• _The task_
Copy the records from the start through the line containing "[(199, 159), (180, 158), (68, 119), (132, 132), (45, 127)]", substituting "dot" for "marker" wherever it occurs and keeping everything else the same.

• _Given entries_
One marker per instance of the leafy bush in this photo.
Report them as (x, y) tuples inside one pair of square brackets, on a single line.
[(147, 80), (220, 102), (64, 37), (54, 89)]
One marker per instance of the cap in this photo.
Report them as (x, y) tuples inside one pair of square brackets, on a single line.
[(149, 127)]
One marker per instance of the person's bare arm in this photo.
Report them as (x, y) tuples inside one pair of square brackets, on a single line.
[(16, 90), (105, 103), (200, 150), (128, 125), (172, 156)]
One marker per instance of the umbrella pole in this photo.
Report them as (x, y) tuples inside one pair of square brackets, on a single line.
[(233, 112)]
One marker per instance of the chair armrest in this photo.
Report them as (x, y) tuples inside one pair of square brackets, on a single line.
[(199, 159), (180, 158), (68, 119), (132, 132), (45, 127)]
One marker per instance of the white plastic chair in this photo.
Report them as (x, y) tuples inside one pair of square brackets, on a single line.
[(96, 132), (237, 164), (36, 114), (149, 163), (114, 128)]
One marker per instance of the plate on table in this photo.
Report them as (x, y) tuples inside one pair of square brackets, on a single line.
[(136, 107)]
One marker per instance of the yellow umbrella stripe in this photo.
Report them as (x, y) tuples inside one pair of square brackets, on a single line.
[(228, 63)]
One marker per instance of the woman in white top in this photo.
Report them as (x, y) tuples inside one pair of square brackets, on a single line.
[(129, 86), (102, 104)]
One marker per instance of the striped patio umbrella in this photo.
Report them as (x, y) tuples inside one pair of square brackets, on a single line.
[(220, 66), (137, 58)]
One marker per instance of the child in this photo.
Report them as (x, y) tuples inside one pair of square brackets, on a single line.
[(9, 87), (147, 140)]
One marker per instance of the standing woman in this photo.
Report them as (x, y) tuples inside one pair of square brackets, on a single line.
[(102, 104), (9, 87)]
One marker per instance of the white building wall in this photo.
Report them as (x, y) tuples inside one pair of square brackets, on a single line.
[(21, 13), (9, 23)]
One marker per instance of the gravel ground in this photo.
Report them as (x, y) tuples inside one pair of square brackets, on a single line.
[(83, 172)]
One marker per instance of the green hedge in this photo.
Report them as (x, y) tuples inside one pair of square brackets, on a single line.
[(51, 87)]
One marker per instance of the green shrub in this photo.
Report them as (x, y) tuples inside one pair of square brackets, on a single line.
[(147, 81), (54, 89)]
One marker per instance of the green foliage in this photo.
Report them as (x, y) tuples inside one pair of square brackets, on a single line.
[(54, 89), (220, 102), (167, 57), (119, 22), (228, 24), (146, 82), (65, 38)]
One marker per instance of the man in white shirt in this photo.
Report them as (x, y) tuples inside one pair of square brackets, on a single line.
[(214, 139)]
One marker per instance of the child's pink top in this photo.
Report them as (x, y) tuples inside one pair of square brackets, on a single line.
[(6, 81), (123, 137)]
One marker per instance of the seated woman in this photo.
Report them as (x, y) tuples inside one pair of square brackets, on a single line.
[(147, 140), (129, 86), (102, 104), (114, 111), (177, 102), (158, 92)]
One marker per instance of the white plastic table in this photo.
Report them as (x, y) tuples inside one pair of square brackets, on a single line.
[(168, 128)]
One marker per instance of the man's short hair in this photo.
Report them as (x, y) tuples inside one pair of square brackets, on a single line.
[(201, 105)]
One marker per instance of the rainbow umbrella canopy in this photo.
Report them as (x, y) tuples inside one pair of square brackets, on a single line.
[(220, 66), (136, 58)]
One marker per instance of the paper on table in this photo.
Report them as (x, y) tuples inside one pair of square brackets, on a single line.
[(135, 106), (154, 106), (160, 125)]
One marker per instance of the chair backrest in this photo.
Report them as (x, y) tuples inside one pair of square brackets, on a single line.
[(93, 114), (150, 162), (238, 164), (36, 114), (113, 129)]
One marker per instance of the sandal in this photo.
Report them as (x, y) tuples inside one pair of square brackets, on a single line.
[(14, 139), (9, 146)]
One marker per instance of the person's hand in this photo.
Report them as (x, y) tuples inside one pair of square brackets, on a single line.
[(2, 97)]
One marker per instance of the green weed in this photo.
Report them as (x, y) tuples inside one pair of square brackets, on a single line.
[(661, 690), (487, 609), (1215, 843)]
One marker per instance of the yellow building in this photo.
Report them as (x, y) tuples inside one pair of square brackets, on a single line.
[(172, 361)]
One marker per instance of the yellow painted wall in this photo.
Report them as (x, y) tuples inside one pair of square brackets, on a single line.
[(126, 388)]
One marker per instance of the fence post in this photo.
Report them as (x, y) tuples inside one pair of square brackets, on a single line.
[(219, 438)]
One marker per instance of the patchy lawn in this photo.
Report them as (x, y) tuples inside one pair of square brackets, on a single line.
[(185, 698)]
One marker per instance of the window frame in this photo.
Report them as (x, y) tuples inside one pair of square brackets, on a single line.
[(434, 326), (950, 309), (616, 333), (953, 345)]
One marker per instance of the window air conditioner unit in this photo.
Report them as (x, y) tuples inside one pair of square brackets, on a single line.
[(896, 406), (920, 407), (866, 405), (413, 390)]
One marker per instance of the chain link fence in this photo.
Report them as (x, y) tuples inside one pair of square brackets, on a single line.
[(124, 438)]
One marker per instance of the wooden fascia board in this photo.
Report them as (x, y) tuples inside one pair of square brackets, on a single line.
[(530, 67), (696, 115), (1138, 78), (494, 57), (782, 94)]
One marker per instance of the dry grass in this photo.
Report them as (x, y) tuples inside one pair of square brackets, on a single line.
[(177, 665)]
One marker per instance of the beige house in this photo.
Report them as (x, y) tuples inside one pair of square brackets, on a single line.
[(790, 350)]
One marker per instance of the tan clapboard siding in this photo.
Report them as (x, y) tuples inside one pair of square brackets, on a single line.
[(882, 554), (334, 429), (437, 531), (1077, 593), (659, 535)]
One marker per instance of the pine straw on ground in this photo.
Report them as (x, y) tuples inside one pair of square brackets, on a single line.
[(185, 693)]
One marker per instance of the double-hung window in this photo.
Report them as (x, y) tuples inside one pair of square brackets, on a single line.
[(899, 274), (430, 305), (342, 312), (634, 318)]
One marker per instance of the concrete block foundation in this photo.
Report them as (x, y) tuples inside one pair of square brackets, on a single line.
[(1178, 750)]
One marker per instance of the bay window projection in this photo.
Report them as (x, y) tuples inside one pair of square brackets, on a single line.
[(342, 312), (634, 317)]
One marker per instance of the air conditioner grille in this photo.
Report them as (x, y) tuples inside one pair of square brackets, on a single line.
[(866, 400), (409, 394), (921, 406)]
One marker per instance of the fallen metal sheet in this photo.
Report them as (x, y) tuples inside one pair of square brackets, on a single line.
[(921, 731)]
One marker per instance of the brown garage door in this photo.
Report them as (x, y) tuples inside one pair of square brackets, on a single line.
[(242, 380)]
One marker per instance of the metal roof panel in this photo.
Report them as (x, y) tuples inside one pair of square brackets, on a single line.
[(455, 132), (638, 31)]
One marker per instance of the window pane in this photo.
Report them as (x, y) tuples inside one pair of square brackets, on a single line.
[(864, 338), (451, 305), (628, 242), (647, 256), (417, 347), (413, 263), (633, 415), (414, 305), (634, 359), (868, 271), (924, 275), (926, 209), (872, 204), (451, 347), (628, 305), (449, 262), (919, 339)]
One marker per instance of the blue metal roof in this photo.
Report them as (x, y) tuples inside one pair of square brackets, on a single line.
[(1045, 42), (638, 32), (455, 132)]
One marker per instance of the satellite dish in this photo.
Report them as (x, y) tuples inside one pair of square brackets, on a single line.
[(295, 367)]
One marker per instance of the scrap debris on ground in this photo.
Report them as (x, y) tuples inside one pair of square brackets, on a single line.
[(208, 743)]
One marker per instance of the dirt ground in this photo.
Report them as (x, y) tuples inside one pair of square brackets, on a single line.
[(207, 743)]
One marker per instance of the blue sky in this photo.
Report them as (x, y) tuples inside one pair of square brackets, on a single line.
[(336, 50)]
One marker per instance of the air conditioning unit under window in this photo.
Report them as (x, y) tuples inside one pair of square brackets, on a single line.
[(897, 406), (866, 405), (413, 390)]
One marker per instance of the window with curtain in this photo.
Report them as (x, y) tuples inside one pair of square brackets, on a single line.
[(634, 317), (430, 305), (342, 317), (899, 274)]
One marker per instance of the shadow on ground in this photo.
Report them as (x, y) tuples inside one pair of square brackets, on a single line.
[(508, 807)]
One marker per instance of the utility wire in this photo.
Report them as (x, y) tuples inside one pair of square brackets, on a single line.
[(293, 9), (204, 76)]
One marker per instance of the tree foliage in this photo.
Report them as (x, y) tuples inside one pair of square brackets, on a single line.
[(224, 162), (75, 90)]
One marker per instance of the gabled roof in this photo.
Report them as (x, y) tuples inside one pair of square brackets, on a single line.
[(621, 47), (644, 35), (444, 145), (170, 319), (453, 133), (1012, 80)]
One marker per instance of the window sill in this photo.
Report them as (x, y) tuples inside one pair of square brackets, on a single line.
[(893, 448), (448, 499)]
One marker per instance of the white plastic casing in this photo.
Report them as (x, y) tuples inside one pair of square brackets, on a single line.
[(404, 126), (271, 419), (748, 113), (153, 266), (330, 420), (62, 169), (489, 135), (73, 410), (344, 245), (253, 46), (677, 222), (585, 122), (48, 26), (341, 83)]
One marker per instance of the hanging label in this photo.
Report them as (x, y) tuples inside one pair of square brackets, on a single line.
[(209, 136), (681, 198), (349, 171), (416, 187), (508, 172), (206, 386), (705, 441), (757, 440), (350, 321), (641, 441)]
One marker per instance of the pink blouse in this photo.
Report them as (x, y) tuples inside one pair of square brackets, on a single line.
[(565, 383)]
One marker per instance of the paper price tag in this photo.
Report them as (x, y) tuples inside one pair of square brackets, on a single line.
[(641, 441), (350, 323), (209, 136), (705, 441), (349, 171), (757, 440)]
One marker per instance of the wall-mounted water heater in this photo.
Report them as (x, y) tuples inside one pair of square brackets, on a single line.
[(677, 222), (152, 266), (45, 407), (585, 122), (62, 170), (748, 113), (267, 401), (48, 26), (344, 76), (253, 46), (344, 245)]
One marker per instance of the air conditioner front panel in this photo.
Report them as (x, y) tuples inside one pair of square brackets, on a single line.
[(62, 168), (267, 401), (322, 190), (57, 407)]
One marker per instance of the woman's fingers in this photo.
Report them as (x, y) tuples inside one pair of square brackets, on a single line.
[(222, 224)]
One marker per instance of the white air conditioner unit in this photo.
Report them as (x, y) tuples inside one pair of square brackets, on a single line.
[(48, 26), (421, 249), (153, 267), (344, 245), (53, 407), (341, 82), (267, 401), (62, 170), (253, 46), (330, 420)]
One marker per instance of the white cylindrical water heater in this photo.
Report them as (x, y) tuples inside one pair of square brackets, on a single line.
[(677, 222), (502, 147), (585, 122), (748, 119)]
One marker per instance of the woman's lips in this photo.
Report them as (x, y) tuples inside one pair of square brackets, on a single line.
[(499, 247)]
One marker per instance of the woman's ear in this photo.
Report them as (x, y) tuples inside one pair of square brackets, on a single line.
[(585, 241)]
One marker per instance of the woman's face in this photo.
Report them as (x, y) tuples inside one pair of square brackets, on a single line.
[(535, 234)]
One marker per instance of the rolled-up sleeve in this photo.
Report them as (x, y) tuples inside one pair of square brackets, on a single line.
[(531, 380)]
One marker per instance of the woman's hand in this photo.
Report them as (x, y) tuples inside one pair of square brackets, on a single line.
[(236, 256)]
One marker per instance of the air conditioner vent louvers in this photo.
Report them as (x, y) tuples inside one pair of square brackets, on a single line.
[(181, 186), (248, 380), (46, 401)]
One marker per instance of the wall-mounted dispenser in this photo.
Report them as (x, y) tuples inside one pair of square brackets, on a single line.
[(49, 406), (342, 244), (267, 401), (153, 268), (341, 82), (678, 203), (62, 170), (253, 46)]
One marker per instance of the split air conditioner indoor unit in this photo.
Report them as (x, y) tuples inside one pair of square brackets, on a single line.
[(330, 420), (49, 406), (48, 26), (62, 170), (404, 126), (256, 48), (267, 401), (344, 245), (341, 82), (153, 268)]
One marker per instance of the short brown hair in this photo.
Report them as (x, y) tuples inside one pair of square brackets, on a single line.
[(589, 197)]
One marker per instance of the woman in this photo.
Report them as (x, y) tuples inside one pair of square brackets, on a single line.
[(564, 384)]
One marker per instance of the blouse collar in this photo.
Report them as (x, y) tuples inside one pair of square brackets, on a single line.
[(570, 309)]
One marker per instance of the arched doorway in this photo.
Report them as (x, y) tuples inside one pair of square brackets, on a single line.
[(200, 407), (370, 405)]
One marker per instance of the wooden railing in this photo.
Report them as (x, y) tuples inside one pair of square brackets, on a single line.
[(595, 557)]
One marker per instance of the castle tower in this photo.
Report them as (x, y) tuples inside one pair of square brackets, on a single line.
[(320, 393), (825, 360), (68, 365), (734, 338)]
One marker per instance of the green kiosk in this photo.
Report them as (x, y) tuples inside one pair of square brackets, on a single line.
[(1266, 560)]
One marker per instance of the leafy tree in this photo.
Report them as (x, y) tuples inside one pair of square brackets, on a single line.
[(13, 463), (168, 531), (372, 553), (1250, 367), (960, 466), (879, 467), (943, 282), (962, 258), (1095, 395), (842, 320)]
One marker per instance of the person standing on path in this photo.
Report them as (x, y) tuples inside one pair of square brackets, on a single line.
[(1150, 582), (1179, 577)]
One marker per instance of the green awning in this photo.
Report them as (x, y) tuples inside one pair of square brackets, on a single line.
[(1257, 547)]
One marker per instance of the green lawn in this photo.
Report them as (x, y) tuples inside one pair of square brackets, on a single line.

• _Task response_
One dot per instance of the leafy bush in this photo.
Report them as (x, y) tuples inside one pair of square brackets, on a single line.
[(147, 80), (220, 102), (64, 37), (54, 89)]
One dot per instance of the cap in this photo.
Report them as (x, y) tuples inside one pair of square brackets, on a single line.
[(149, 127)]
One dot per instance of the person's bare arm in this photo.
Report them as (x, y) tuples inside one pair of square brackets, on a single line.
[(16, 90), (105, 103), (200, 150), (128, 125), (172, 156)]
One dot per instance of the umbrella pole in this photo.
Report them as (x, y) tuples inside one pair of square brackets, on a single line.
[(233, 112)]
One dot per instance of the chair armrest in this photo.
Report them as (x, y) tuples inside one pair of square brackets, on a single line.
[(199, 159), (180, 158), (68, 119), (132, 132), (45, 127)]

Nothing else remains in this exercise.